** Start LISTED RECORDS **

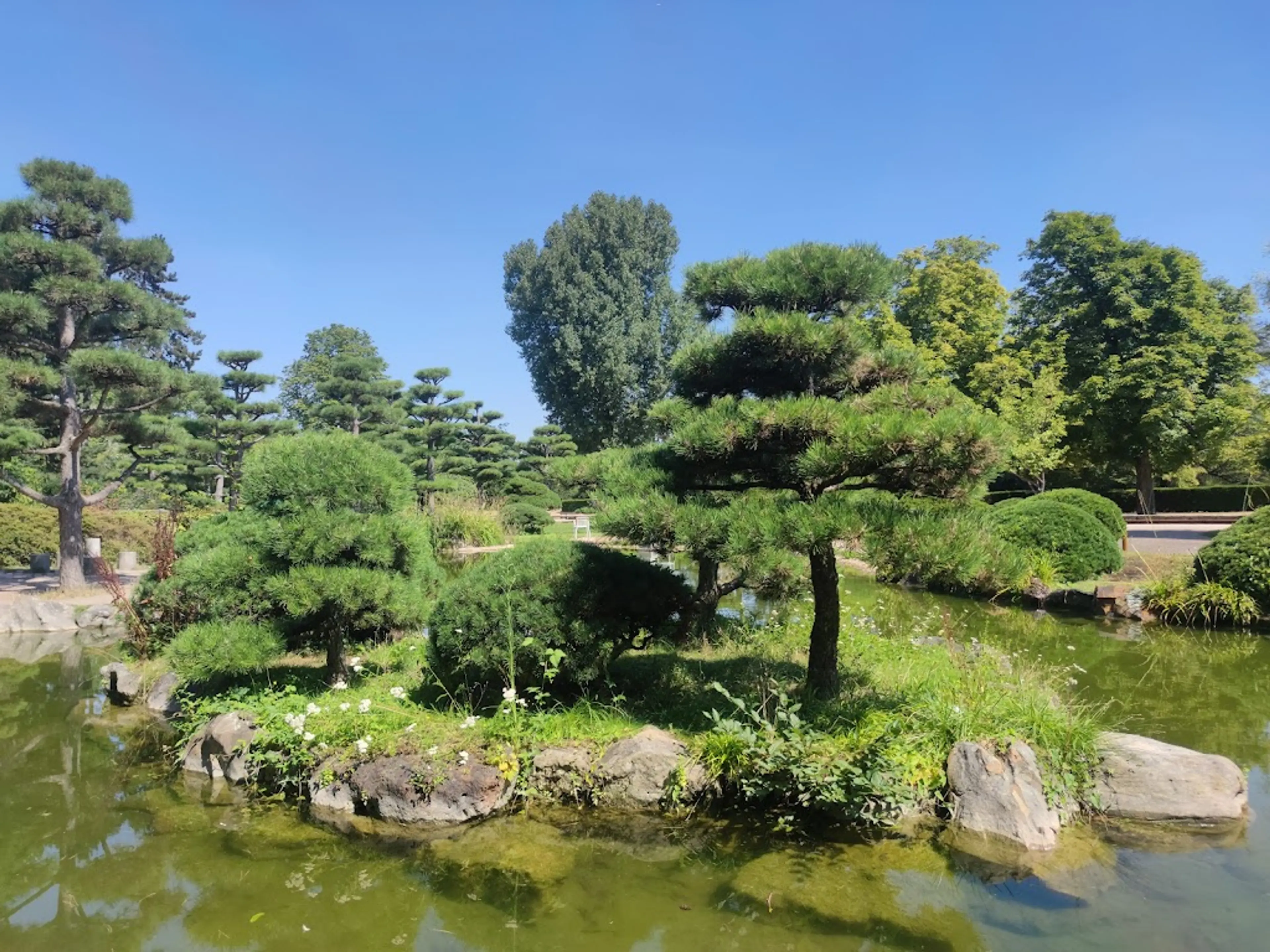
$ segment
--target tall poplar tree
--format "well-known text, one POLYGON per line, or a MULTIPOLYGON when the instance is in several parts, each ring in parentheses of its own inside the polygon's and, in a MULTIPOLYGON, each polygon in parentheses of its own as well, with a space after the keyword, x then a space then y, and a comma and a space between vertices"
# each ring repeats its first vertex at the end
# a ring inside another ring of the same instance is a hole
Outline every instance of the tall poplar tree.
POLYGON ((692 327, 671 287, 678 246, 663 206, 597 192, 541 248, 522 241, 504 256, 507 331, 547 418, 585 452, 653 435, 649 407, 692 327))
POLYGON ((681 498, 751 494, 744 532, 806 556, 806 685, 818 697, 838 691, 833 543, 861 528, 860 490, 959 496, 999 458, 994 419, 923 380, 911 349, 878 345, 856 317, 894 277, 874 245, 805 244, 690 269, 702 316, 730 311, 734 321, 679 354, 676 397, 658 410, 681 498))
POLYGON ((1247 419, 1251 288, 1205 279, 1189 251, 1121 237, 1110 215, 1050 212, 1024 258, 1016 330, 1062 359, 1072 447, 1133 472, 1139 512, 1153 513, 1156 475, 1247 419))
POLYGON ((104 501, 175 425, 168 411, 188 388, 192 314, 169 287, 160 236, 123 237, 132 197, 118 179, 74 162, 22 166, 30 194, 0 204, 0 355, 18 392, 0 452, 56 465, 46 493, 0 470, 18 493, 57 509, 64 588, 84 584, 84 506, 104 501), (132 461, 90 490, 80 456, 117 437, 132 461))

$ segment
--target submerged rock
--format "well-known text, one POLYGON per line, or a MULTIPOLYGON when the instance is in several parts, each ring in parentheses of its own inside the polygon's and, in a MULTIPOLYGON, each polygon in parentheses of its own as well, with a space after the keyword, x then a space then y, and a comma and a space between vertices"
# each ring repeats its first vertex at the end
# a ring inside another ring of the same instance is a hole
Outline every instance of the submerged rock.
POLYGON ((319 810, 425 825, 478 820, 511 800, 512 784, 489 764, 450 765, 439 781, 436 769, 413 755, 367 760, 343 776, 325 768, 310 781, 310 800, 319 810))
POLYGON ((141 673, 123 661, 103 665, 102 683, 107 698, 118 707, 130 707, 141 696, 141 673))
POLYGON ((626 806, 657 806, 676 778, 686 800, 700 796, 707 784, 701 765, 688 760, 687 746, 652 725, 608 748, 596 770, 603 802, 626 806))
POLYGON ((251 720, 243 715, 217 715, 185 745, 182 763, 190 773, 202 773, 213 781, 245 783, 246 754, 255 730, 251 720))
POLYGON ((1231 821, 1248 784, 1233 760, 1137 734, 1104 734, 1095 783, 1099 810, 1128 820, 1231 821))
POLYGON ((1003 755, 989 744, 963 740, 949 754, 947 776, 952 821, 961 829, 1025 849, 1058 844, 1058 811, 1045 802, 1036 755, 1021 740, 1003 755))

** End LISTED RECORDS **

Update the rows above by replacing "Outline" with "Trace" wherever it appears, and keep every other line unchanged. Leave the pictures out of your answer.

#### TASK RESPONSE:
$ segment
--target tall poplar tree
--format "well-known text, one POLYGON per line, or a MULTIPOLYGON when the instance is in several parts, each ring in parentheses of its own inside the polygon's and, in a MULTIPOLYGON, each polygon in parentheses of its own as well, with a space after the keyword, x then a space then y, and a comma and a space between vertices"
# each ring repeats its first vertex at the end
# a ring inside another ring of the same instance is a hole
Trace every instance of the tall poplar tree.
POLYGON ((692 327, 671 287, 678 246, 663 206, 597 192, 541 248, 522 241, 504 256, 507 331, 547 418, 585 452, 653 435, 649 407, 692 327))
POLYGON ((681 498, 751 494, 744 532, 806 556, 806 685, 818 697, 838 691, 833 543, 861 528, 860 490, 959 496, 999 458, 994 419, 923 380, 911 349, 878 345, 856 317, 894 277, 874 245, 805 244, 690 269, 702 316, 730 311, 734 321, 679 354, 676 397, 658 410, 681 498))
POLYGON ((1247 419, 1251 288, 1205 279, 1189 251, 1121 237, 1110 215, 1050 212, 1024 258, 1016 330, 1062 359, 1072 447, 1133 472, 1139 512, 1153 513, 1156 475, 1247 419))
POLYGON ((104 501, 175 425, 168 411, 188 388, 192 314, 169 287, 160 236, 123 237, 132 197, 118 179, 74 162, 22 166, 30 194, 0 204, 0 355, 18 392, 0 452, 56 465, 46 493, 0 470, 18 493, 57 509, 64 588, 84 584, 84 506, 104 501), (132 461, 90 490, 80 456, 117 437, 132 461))

$ segment
--target submerged rock
--format "well-known text, one POLYGON per line, or a MULTIPOLYGON when the instance is in several parts, each ring in parentheses of its own inside the polygon's and, in a MULTIPOLYGON, each polygon in parentheses of its own as well, with a space after the keyword, x then a space then y, and a comma and a space between vertices"
# each ring repeats its first vertex at the end
# a ring inside another ring of the same instance is a hole
Trace every instance of the submerged rock.
POLYGON ((319 810, 425 825, 478 820, 511 800, 512 784, 489 764, 450 765, 439 781, 436 769, 413 755, 367 760, 343 776, 325 768, 310 781, 310 800, 319 810))
POLYGON ((141 673, 123 661, 103 665, 102 683, 107 698, 118 707, 130 707, 141 696, 141 673))
POLYGON ((626 806, 657 806, 676 778, 686 800, 700 796, 707 784, 701 765, 688 760, 687 746, 652 725, 608 748, 596 770, 603 802, 626 806))
POLYGON ((251 720, 243 715, 217 715, 185 745, 182 763, 190 773, 202 773, 213 781, 245 783, 246 754, 255 730, 251 720))
POLYGON ((1231 821, 1248 784, 1233 760, 1137 734, 1104 734, 1095 783, 1099 810, 1128 820, 1231 821))
POLYGON ((1003 755, 989 744, 963 740, 949 754, 947 776, 952 821, 961 829, 1025 849, 1058 844, 1058 811, 1045 802, 1036 755, 1021 740, 1003 755))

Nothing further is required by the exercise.